Problem description: Present the lines below as a numbered list, omitting any blank lines.

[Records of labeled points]

______

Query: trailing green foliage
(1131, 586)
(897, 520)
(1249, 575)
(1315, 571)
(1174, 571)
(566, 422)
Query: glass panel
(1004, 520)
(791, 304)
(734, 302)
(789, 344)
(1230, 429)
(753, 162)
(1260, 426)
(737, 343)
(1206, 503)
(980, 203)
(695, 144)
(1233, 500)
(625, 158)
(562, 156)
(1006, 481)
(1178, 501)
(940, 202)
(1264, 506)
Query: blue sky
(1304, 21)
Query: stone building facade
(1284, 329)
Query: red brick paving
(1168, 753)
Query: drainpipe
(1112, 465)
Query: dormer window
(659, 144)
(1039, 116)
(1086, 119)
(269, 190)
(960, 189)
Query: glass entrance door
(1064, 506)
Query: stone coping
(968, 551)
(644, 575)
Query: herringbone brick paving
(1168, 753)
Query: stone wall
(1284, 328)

______

Solved problem:
1. Query: trailing green foliage
2. (1131, 586)
3. (897, 520)
4. (1249, 575)
5. (1315, 571)
6. (1174, 571)
7. (566, 422)
8. Query: glass panel
9. (1004, 520)
10. (791, 304)
11. (734, 302)
12. (789, 344)
13. (1230, 429)
14. (753, 162)
15. (1260, 426)
16. (737, 343)
17. (1206, 503)
18. (980, 203)
19. (695, 144)
20. (1233, 500)
21. (625, 158)
22. (562, 156)
23. (1006, 481)
24. (1178, 501)
25. (940, 202)
26. (1264, 506)
27. Query: blue sky
28. (1304, 21)
29. Query: stone building facade
30. (1284, 329)
31. Query: red brick paving
32. (1168, 753)
33. Query: drainpipe
34. (1112, 465)
35. Query: dormer window
36. (659, 144)
37. (1039, 116)
38. (1086, 119)
39. (269, 190)
40. (960, 189)
41. Query: glass entrance door
42. (1064, 506)
43. Query: stone coping
44. (968, 551)
45. (644, 575)
46. Query: herringbone brick paving
47. (1168, 753)
48. Query: stone wall
49. (1284, 328)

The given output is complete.